Work item
Lines from the one with "jacket with a point in the photo above." through the end of the listing below are to be retyped exactly.

-- -- --

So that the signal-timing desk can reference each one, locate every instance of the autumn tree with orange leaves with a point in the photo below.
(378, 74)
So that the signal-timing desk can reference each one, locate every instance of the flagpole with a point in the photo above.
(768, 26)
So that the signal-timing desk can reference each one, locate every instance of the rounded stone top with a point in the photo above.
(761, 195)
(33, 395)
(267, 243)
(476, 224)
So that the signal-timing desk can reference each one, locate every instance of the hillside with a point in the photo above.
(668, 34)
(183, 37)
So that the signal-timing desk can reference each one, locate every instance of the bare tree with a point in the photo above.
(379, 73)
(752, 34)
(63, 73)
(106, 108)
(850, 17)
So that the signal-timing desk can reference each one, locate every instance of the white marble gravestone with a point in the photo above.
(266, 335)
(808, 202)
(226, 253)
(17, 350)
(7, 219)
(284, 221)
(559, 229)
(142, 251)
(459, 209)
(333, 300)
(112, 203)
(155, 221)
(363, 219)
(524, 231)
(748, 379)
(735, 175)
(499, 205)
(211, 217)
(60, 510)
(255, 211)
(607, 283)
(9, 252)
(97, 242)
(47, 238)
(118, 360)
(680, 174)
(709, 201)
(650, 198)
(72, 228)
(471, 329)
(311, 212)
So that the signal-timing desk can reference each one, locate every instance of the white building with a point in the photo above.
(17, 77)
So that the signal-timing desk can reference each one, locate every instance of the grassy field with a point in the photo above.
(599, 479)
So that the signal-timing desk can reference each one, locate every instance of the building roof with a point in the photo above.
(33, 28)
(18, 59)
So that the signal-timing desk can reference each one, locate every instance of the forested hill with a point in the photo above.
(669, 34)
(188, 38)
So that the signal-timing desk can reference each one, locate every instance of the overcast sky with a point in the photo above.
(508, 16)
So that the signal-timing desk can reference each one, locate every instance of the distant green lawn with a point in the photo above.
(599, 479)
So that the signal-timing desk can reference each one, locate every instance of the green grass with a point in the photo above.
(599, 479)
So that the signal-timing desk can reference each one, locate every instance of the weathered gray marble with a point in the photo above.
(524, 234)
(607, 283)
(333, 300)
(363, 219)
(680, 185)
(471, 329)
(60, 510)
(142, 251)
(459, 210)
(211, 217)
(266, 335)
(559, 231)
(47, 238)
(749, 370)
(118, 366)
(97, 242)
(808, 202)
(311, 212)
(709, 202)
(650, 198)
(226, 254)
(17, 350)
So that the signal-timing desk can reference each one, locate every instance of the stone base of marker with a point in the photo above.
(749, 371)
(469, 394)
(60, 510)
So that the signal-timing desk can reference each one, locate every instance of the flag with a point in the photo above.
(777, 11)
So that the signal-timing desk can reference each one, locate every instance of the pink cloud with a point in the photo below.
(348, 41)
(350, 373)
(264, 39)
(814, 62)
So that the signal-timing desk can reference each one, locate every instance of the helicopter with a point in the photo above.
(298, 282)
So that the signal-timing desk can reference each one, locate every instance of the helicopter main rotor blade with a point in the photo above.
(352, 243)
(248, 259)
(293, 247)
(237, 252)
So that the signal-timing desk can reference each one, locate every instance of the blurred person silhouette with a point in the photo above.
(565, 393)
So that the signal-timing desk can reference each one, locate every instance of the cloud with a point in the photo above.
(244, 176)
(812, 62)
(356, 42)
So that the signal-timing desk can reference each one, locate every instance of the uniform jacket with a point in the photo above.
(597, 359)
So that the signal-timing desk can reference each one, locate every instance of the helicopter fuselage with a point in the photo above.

-- -- --

Answer to this exercise
So that the signal-timing desk can reference each one, locate every instance of the uniform jacket with a point in the photo above.
(597, 359)
So that the signal-timing desk can reference each one, locate every instance of the helicopter fuselage with a point in the photo above.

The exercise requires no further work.